Stored items
-=-=-=-=-

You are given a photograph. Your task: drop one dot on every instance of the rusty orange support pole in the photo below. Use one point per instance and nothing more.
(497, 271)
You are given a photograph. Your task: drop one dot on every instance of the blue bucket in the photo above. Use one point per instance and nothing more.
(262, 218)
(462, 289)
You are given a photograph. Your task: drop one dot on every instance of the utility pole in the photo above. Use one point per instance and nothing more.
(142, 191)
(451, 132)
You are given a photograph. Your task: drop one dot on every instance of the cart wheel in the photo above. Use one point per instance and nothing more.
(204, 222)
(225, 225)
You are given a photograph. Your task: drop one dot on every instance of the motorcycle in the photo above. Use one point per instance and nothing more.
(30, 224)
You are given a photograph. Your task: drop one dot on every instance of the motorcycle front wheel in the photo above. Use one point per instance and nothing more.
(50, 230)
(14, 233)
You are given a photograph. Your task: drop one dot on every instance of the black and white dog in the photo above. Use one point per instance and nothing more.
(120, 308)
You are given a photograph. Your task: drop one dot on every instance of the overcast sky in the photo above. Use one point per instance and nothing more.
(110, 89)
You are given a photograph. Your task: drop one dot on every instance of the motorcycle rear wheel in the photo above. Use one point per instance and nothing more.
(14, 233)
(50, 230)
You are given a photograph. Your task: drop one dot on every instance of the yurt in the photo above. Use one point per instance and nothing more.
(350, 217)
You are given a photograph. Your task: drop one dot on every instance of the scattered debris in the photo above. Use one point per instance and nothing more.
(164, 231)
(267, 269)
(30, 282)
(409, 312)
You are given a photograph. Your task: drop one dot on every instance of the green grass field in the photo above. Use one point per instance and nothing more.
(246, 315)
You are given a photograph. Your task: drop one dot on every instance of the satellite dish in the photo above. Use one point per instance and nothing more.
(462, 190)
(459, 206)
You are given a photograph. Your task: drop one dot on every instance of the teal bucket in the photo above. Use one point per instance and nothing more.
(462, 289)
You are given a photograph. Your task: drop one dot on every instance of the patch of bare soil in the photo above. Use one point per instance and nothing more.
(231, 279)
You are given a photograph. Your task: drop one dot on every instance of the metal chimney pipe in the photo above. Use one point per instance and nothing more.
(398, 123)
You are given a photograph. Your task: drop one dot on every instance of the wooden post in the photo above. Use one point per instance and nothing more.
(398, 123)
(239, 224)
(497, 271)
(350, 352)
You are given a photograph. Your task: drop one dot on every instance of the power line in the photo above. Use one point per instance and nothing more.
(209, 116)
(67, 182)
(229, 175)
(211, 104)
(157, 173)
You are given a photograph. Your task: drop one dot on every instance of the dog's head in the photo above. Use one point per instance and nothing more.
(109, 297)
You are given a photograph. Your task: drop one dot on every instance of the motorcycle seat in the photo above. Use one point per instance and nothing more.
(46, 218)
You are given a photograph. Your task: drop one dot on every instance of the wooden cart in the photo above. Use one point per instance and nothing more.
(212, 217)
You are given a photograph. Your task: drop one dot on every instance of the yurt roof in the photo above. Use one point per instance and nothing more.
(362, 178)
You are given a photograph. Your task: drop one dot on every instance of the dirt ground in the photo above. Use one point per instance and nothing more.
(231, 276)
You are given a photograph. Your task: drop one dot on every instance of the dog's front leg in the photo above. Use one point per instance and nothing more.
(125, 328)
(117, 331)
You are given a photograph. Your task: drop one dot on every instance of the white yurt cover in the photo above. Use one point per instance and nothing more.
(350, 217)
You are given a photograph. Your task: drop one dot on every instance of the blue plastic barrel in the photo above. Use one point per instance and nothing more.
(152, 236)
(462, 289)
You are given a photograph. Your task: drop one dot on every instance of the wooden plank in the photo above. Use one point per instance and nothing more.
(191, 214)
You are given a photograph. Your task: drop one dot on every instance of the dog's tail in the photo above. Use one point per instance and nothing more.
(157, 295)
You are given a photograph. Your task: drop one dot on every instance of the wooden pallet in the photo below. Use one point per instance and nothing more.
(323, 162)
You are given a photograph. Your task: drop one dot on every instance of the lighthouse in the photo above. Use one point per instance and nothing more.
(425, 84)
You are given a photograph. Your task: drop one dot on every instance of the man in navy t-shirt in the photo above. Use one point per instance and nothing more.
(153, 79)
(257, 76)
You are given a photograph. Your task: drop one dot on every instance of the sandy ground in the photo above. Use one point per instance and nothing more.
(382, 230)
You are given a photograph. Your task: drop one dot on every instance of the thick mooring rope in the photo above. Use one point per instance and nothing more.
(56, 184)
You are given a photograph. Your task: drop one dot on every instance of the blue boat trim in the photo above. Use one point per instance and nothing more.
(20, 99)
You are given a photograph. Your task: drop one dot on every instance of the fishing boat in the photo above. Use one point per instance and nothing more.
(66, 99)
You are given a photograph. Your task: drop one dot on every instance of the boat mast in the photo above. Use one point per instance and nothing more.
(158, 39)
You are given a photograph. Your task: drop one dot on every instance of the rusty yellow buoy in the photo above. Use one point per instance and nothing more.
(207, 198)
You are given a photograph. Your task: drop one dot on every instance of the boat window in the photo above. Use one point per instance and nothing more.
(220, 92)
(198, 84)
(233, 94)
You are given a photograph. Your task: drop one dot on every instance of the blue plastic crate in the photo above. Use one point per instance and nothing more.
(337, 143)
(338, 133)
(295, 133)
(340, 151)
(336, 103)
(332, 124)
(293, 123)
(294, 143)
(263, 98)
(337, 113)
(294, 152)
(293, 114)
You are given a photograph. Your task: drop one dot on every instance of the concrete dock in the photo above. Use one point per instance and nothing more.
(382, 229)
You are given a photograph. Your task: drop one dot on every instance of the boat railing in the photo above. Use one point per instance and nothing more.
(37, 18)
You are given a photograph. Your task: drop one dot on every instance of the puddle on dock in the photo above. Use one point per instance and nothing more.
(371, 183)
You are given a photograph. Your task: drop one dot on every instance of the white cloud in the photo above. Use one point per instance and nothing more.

-=-=-=-=-

_Problem to work on_: Copy all the records above exactly, missing none.

_Solution for this exercise_:
You are given a photograph. Your task: drop one dot on every instance of the rusty orange support pole in the photo below. Use one point per instance and nothing more.
(497, 271)
You are given a photograph. Your task: drop one dot on every instance of the blue bucket in the photo above. Use one point per instance and nothing more.
(262, 218)
(462, 289)
You are given a photograph. Your task: drop one dot on every instance of the utility pole in the photo above. Use one point per instance and nothing more.
(142, 191)
(451, 132)
You are given a photograph. Your task: drop one dot on every instance of the cart wheel in the photo above. Use one point per instance and nothing more.
(204, 222)
(225, 225)
You are given a photograph. Your task: drop one dot on every instance of the motorcycle in the photo above. Use one point per instance and nothing more.
(30, 224)
You are given a photograph. Your task: drop one dot on every instance of the motorcycle front wheel in the photo above. Use one point per instance and nothing more.
(50, 230)
(14, 233)
You are given a photograph. Your task: drop one dot on every instance of the black and white dog in the photo above. Use one point per instance and nothing more.
(120, 308)
You are given a photograph. Your task: drop one dot on every instance of the overcast sky in the photo above. Use one point per instance and nothing more.
(110, 89)
You are given a photograph. Your task: drop one dot on every instance of the motorcycle rear wheel in the photo above. Use one point per instance and nothing more.
(14, 233)
(50, 230)
You are given a photograph. Your task: drop one dot on every instance of the yurt in the photo above. Use one point per instance and nothing more.
(350, 217)
You are given a photograph. Your task: drop one dot on every instance of the scattered debris in the photo above. Use one point per instance and nothing more.
(164, 231)
(267, 269)
(30, 282)
(409, 312)
You are given a photograph. Your task: drop one dot on every instance of the green grass field in the photo above. Use one point per instance and nothing more.
(246, 315)
You are given a photograph. Your task: drop one dot on every instance of the satellite dish in the photo above. Use one point per instance and nothing more.
(462, 190)
(459, 206)
You are given a photograph. Your task: drop one dot on every instance of the teal bucket in the photo above. Use one point per instance and nothing more.
(462, 289)
You are given a photograph. Your task: drop one dot on every instance of the patch of bare soil in the photo above. Use one point per instance and nothing more.
(231, 279)
You are given a photograph. Your task: drop one dot on every instance of the metal chimney pipe in the photo above. Use one point per instance and nothing more.
(398, 123)
You are given a photograph. Your task: drop one dot on every instance of the wooden post in the photo above. Use one point per instance and nothing more.
(398, 123)
(239, 224)
(497, 271)
(350, 352)
You are given a photograph. Your task: drop one dot on every instance of the power line in the photo above. Use one point per instance and nothing more.
(209, 116)
(67, 182)
(229, 175)
(211, 104)
(157, 173)
You are given a photograph. Your task: drop one dot on every instance of the dog's head in the photo above. Use one point per instance and nothing more.
(109, 297)
You are given a photograph. Your task: drop one dot on every instance of the motorcycle seat in the photo above. Use one point per instance and nothing more.
(46, 218)
You are given a photograph. Your task: drop one dot on every instance of the wooden cart in the photo above. Use one point per instance and nothing more.
(212, 217)
You are given a photograph. Your task: drop one dot on every instance of the yurt roof in the photo above. Use one point per instance and nothing more.
(362, 178)
You are given a photograph. Your task: drop one dot on every instance of the dirt ground in the photo above. Use one point per instance and nothing more.
(231, 276)
You are given a photograph. Your task: drop one dot on every instance of the dog's front leg in the photo above. Use one point per instance and nothing more.
(125, 328)
(117, 331)
You are given a photograph. Your task: drop one dot on every instance of the white yurt cover in the photo above. Use one point per instance and nothing more.
(350, 217)
You are given a photograph. Your task: drop one dot on every instance of the blue plastic barrel in the photo above. Use one point per instance and nothing more.
(152, 236)
(462, 289)
You are given a photograph. Your task: drop one dot on every instance of the wooden plank in the photo above. Use one point per instance and nothing more.
(191, 214)
You are given a photograph. Your task: drop one dot on every instance of the dog's tail in the photo above. Use one point per instance and nothing more.
(157, 295)
You are given a photograph. Your task: drop one dot on every instance of the wooden pallet in the photo below. Use one point per instance and nothing more.
(323, 162)
You are given a photograph. Your task: drop one dot on every instance of the lighthouse in the photo above. Use one point per instance and nothing more.
(425, 84)
You are given a photograph. Your task: drop one dot on every instance of the man in navy t-shirt in the photo above. Use one point per instance and nothing more.
(153, 79)
(257, 76)
You are given a photograph. Your task: drop one dot on every instance of the sandy ground in the photo above. Use one point per instance and nothing more.
(382, 230)
You are given a photograph. Your task: drop one dot on every instance of the thick mooring rope in the photo above. Use one point per instance and nothing more.
(56, 184)
You are given a photograph. Your task: drop one dot on every instance of the blue boat trim in the photo above. Use one point per instance and nothing more.
(20, 99)
You are given a photograph. Your task: drop one dot on every instance of the fishing boat in the photo above. Use one point per instance and nothing more.
(66, 99)
You are given a photograph. Your task: drop one dot on every instance of the boat mast in the photo above. Use one point per instance and nothing more.
(158, 39)
You are given a photograph. Your task: drop one dot on every instance of the rusty yellow buoy in the photo above. Use one point per instance and nothing more.
(207, 198)
You are given a photograph. Your task: drop one dot on every instance of the boat window in the photo above. Use one point per instance and nothing more.
(220, 92)
(198, 84)
(233, 94)
You are given a photograph. Your task: drop one dot on every instance of the blue plastic crate in the photo above. Use one point per instance and nothing more.
(337, 143)
(338, 133)
(295, 133)
(340, 151)
(336, 103)
(332, 124)
(293, 123)
(294, 143)
(263, 98)
(337, 113)
(294, 152)
(293, 114)
You are given a photograph. Your task: drop one dot on every instance of the concrete dock in the photo above. Use one point per instance and nothing more.
(382, 229)
You are given a photograph. Your task: drop one dot on every instance of the boat railing in the photo above. Use one point per instance and nothing more.
(37, 18)
You are given a photograph. Your task: drop one dot on every instance of the puddle on dock in the photo above. Use one point per instance and nothing more.
(371, 183)
You are given a photograph. Your task: drop one dot on every instance of the white cloud in the photo above. Use one point per instance and nothing more.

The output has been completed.